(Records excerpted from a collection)
####################

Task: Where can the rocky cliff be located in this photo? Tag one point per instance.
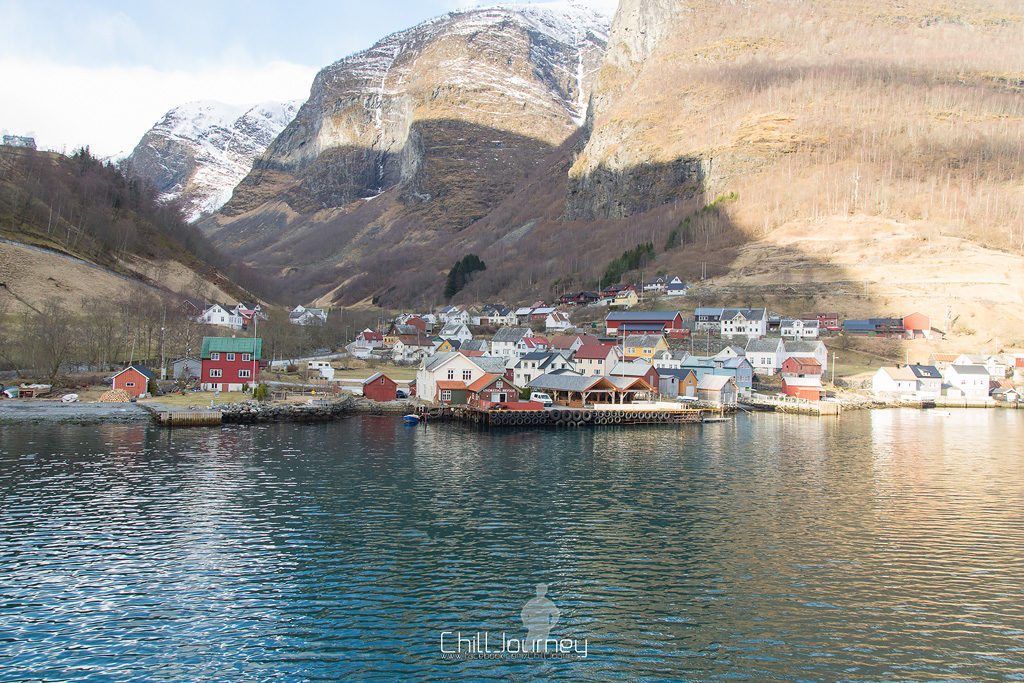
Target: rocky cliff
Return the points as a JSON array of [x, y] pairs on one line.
[[199, 152]]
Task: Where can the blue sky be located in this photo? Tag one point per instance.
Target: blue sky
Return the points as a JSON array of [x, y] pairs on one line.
[[101, 72]]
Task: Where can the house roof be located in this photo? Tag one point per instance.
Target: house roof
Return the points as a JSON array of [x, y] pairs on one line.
[[644, 341], [749, 313], [714, 382], [231, 345], [565, 382], [509, 335], [763, 345], [642, 316], [814, 382], [679, 373], [926, 372], [969, 370], [484, 381], [142, 370], [901, 374], [631, 369], [802, 346]]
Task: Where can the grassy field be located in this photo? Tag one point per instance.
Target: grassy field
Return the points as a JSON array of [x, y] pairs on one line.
[[198, 398]]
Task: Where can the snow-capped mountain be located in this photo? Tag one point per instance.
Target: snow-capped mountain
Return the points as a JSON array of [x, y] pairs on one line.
[[199, 152]]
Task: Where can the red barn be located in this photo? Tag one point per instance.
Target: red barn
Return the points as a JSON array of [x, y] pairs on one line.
[[801, 367], [916, 326], [134, 379], [380, 387], [808, 388], [229, 363]]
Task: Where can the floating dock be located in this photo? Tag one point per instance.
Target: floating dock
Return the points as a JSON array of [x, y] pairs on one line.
[[625, 415], [189, 418]]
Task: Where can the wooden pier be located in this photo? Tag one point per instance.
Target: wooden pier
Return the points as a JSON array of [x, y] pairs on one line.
[[189, 418], [625, 415]]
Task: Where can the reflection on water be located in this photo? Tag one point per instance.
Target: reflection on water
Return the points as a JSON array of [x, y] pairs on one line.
[[883, 545]]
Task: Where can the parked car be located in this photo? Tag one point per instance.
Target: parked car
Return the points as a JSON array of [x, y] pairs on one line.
[[542, 398]]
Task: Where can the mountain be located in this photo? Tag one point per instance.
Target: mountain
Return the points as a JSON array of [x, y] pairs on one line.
[[199, 152], [74, 229], [402, 145]]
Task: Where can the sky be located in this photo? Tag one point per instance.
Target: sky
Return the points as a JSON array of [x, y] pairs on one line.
[[101, 72]]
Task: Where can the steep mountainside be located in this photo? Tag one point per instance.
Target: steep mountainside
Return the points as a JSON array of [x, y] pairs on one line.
[[401, 146], [73, 228], [199, 152], [725, 132]]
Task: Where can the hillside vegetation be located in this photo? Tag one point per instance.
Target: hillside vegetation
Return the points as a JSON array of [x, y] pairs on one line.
[[78, 227]]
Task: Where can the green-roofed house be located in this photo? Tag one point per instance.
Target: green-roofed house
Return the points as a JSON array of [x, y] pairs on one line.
[[230, 363]]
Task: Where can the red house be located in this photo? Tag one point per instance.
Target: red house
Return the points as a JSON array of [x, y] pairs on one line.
[[797, 367], [229, 363], [134, 379], [808, 388], [380, 387]]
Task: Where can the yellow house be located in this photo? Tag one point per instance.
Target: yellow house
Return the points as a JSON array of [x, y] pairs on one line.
[[626, 299], [644, 346]]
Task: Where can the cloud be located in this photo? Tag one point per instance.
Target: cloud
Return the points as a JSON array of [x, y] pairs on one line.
[[111, 108]]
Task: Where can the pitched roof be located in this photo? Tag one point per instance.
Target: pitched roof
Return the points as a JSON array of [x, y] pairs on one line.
[[484, 381], [926, 372], [970, 370], [231, 345], [642, 316], [510, 335], [714, 382], [763, 345], [142, 370]]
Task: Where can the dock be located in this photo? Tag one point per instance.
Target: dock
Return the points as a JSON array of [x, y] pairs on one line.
[[189, 418], [610, 415]]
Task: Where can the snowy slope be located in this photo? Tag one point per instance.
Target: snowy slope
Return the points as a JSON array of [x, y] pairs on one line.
[[199, 152]]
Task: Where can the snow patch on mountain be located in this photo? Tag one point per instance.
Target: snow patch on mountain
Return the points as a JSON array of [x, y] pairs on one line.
[[200, 151]]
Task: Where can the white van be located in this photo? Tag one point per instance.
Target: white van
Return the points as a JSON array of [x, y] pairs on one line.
[[542, 398]]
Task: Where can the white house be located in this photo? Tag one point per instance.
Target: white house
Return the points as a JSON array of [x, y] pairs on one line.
[[892, 382], [454, 372], [303, 315], [556, 321], [670, 359], [454, 331], [595, 358], [531, 366], [677, 287], [505, 341], [800, 329], [806, 349], [750, 323], [967, 381], [766, 355], [221, 314]]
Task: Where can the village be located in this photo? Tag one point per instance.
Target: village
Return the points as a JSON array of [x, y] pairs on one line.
[[626, 345]]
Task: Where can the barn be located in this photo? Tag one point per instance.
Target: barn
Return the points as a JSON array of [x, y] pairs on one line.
[[380, 387], [134, 380]]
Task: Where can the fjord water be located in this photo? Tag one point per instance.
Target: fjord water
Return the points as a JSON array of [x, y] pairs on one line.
[[884, 545]]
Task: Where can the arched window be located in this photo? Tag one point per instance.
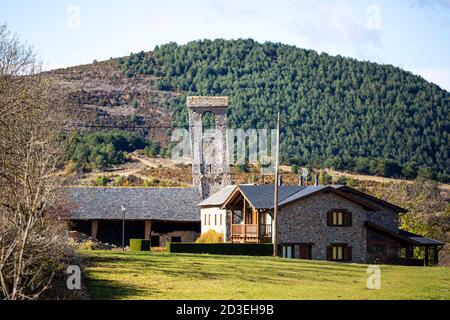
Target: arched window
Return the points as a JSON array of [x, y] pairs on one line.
[[208, 121]]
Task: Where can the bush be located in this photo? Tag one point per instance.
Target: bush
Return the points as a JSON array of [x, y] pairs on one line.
[[139, 245], [246, 249], [86, 245], [101, 181], [210, 236]]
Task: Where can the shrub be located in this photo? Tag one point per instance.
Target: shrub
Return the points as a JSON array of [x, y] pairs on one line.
[[247, 249], [101, 181], [86, 245], [210, 236], [342, 180], [139, 245]]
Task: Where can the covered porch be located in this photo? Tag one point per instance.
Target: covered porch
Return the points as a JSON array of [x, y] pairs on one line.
[[403, 247], [248, 224]]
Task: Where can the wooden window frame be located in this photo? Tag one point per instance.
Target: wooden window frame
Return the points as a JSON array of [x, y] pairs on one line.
[[346, 252], [347, 218]]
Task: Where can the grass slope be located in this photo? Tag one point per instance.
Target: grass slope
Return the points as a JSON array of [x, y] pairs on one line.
[[117, 275]]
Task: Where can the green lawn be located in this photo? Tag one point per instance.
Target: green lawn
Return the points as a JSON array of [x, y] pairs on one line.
[[117, 275]]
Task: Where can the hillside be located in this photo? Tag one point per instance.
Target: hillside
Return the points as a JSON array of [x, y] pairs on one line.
[[337, 112]]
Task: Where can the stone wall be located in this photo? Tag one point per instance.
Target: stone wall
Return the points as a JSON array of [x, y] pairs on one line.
[[384, 216], [210, 163], [305, 221]]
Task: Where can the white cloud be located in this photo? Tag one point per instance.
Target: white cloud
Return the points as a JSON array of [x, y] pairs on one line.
[[439, 76], [332, 26]]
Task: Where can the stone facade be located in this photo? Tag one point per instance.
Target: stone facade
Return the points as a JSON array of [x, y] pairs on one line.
[[305, 221], [214, 218], [210, 163]]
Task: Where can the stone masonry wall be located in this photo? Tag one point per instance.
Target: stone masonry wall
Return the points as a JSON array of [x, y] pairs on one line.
[[210, 167], [305, 221], [384, 217]]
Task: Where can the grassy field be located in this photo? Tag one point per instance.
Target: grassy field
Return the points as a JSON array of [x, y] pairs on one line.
[[117, 275]]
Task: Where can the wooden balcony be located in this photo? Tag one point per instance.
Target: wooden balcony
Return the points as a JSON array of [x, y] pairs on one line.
[[255, 233]]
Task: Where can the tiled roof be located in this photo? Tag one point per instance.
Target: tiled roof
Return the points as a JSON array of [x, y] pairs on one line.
[[172, 204], [218, 198], [261, 196]]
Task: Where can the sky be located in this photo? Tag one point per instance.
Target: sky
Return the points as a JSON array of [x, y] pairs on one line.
[[411, 34]]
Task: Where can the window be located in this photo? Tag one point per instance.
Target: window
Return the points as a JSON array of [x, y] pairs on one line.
[[339, 218], [339, 252], [305, 251]]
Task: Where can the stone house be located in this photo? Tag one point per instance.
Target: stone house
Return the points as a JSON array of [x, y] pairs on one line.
[[335, 223], [157, 214]]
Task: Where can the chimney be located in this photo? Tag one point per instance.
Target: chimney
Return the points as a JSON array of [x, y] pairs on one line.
[[280, 180]]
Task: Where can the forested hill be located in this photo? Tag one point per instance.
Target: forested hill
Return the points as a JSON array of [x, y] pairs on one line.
[[336, 111]]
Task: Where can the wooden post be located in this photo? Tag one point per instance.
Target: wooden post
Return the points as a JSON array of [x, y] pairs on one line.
[[94, 229], [275, 200], [244, 212], [257, 224], [435, 256], [148, 230]]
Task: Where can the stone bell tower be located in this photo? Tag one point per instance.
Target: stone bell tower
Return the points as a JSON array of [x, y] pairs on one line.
[[210, 159]]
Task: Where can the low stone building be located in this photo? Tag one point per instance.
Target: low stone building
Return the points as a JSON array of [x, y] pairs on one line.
[[156, 214], [335, 223]]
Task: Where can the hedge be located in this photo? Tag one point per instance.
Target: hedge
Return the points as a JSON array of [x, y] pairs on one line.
[[139, 245], [246, 249]]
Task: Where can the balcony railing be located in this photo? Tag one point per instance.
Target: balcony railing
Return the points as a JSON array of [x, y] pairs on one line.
[[265, 230]]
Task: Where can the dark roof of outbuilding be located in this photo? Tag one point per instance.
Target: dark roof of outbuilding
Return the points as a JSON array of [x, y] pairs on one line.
[[261, 196], [405, 236], [419, 239], [169, 204]]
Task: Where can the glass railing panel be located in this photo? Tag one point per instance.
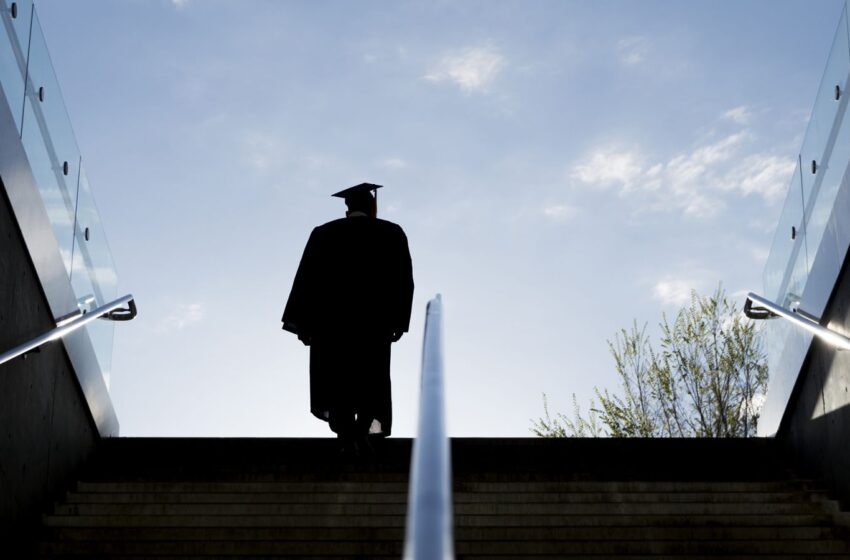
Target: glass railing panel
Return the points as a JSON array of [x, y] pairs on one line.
[[93, 277], [49, 142], [14, 40], [820, 208], [830, 92], [21, 22], [788, 251]]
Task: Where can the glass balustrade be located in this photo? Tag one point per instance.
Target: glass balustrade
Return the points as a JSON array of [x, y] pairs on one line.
[[808, 249], [35, 99], [14, 46]]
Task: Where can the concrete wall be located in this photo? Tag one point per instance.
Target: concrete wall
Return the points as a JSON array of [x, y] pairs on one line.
[[46, 429], [816, 425]]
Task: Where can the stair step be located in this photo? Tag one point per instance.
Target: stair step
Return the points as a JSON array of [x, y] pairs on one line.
[[369, 485], [613, 533], [504, 547], [508, 520], [672, 499], [621, 508], [459, 497]]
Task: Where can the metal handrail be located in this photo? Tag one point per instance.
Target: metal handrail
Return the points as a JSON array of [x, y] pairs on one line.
[[429, 509], [112, 311], [768, 309]]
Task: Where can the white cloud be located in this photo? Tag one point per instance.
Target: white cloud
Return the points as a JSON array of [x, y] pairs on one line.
[[262, 151], [762, 174], [673, 292], [739, 115], [608, 168], [472, 69], [183, 315], [633, 50], [693, 182], [393, 163], [559, 211]]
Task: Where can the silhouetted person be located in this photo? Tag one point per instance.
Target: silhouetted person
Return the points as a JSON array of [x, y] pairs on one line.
[[351, 299]]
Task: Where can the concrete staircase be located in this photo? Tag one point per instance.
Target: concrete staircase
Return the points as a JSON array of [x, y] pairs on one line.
[[294, 498]]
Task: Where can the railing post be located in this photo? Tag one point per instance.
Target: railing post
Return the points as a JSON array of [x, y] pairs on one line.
[[429, 511]]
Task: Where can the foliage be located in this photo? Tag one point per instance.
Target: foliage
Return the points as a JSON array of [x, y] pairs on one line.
[[706, 378]]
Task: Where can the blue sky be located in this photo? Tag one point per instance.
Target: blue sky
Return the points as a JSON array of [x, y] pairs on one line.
[[560, 168]]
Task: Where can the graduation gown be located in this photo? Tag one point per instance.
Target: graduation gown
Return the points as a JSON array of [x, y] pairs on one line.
[[352, 291]]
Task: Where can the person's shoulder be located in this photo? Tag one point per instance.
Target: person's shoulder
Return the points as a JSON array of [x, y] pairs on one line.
[[330, 226], [389, 226]]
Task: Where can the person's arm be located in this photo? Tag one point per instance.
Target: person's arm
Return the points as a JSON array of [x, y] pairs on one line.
[[296, 315], [403, 288]]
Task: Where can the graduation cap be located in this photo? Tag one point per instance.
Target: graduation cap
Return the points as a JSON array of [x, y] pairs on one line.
[[359, 193]]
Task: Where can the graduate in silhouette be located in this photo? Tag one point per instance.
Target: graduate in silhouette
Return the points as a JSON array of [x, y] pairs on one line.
[[350, 300]]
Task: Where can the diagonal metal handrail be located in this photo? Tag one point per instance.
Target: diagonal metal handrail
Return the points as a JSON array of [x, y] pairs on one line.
[[114, 311], [767, 309], [429, 509]]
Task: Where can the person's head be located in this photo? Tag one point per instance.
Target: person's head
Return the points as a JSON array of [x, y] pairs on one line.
[[360, 198], [362, 201]]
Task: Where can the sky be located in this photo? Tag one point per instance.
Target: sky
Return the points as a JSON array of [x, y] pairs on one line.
[[561, 169]]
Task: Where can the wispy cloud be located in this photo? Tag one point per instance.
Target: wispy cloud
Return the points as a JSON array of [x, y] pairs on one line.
[[560, 212], [740, 115], [633, 50], [673, 291], [695, 181], [472, 69], [607, 168], [184, 315], [763, 174], [393, 163]]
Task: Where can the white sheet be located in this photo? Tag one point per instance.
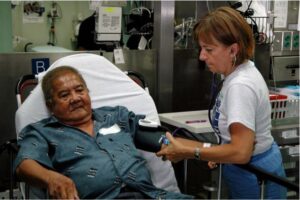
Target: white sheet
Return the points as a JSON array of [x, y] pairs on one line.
[[108, 86]]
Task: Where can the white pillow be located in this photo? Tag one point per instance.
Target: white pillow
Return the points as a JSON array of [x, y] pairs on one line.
[[108, 86]]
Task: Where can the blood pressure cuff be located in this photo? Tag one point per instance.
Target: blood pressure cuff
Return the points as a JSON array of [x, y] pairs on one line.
[[149, 139]]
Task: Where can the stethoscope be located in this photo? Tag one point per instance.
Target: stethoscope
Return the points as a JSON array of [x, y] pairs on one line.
[[215, 90]]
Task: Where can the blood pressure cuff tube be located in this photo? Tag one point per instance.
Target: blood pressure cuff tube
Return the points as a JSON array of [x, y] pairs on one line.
[[149, 139]]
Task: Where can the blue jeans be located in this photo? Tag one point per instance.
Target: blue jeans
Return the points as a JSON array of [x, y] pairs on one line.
[[244, 185]]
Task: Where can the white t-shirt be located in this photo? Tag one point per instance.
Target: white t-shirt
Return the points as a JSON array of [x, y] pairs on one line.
[[244, 98]]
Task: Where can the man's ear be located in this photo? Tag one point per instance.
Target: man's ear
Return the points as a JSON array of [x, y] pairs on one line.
[[49, 105]]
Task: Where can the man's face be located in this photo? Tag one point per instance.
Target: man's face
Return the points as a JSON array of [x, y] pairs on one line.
[[71, 103]]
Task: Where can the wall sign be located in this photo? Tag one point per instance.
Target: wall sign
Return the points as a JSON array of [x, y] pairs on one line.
[[39, 65]]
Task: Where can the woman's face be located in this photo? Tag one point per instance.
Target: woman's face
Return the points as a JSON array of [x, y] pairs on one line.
[[217, 57]]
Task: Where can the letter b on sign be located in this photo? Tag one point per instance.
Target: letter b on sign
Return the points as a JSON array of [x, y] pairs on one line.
[[39, 65]]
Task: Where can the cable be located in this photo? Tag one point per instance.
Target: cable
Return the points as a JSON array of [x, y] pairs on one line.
[[215, 89]]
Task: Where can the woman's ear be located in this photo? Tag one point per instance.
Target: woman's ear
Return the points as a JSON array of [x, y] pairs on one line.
[[234, 49]]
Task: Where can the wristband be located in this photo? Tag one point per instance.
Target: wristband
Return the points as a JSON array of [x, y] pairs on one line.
[[197, 153]]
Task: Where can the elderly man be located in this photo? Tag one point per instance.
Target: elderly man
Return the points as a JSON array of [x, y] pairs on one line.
[[79, 152]]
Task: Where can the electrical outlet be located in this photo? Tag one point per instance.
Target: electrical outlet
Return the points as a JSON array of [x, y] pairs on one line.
[[295, 40], [287, 41]]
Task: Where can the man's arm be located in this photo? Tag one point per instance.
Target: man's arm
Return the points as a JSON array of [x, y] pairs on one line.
[[58, 185]]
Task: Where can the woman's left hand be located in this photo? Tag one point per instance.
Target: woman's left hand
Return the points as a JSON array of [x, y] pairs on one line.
[[175, 150]]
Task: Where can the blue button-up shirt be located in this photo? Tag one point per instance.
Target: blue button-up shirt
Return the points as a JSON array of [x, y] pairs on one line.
[[101, 165]]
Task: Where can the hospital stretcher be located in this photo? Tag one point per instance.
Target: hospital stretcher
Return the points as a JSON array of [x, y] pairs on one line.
[[108, 86]]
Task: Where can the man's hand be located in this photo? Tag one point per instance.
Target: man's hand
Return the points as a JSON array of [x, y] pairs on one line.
[[61, 187], [174, 150]]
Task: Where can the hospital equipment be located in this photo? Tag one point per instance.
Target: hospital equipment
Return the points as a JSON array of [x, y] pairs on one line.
[[108, 86]]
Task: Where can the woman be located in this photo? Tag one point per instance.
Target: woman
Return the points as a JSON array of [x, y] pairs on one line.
[[241, 114]]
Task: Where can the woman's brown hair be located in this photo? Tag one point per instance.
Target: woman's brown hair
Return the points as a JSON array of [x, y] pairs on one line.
[[227, 26]]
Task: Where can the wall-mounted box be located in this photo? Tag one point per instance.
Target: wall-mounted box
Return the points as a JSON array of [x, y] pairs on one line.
[[295, 40], [277, 43], [287, 40]]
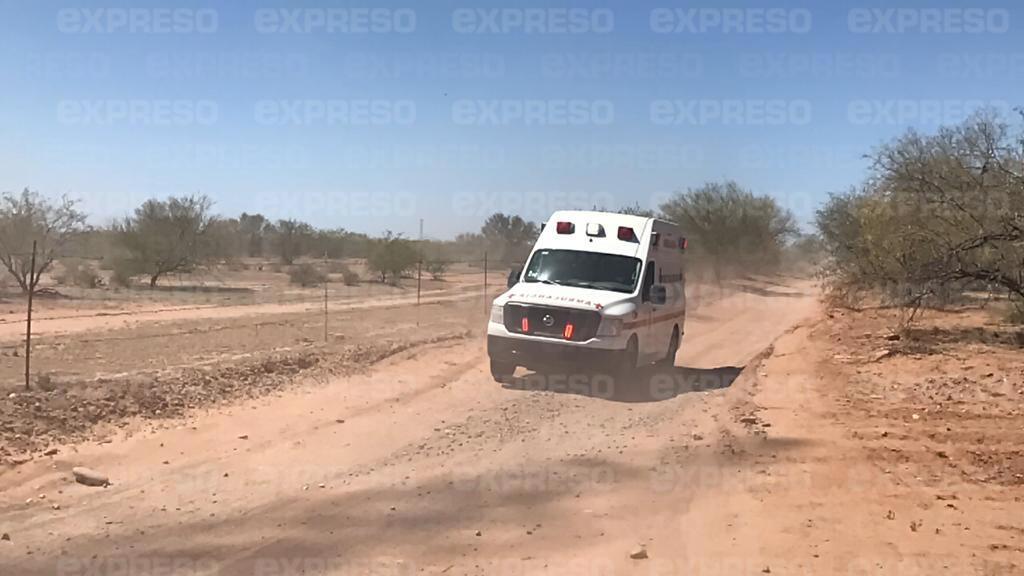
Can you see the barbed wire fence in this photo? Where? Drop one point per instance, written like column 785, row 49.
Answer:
column 185, row 291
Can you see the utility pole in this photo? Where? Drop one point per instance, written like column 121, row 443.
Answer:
column 28, row 323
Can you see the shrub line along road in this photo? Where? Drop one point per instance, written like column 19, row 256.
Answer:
column 426, row 465
column 12, row 325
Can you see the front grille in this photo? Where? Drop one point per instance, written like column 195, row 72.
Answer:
column 584, row 322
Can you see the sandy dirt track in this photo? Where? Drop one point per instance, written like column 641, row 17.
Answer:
column 729, row 463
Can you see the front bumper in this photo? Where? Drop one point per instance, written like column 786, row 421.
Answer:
column 534, row 353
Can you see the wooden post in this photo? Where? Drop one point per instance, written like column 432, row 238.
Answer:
column 419, row 275
column 28, row 323
column 327, row 279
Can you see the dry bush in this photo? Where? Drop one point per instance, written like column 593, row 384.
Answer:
column 306, row 275
column 349, row 277
column 437, row 269
column 939, row 216
column 78, row 274
column 122, row 274
column 731, row 230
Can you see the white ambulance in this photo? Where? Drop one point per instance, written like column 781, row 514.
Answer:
column 600, row 291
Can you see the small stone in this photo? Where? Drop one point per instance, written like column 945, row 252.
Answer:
column 89, row 477
column 639, row 552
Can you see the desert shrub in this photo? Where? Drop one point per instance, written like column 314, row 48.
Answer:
column 437, row 269
column 350, row 277
column 122, row 273
column 306, row 275
column 78, row 274
column 939, row 215
column 730, row 229
column 170, row 236
column 392, row 257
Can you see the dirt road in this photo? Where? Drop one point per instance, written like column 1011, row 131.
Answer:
column 730, row 463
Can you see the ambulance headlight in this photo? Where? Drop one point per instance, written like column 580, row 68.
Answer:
column 498, row 314
column 610, row 327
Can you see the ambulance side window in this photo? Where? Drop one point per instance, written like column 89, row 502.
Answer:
column 648, row 281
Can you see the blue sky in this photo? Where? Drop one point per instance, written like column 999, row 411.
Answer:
column 416, row 115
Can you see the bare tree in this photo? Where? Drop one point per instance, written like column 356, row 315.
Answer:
column 29, row 217
column 169, row 236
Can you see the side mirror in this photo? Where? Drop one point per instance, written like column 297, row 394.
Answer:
column 657, row 294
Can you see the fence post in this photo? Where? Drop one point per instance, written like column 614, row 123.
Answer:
column 28, row 322
column 327, row 280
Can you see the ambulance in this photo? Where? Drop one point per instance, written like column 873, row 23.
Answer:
column 599, row 290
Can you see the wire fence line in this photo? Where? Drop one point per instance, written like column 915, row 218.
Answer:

####################

• **Problem details**:
For each line of the data that includes the word "green", return a copy of it.

• **Answer to this problem**:
Task: Where can the green-roofed house be located in this photo? Tag one point per instance.
Target: green-roofed house
Task: Where can the green lawn be located in this photo? Tag one point per instance.
Target: green lawn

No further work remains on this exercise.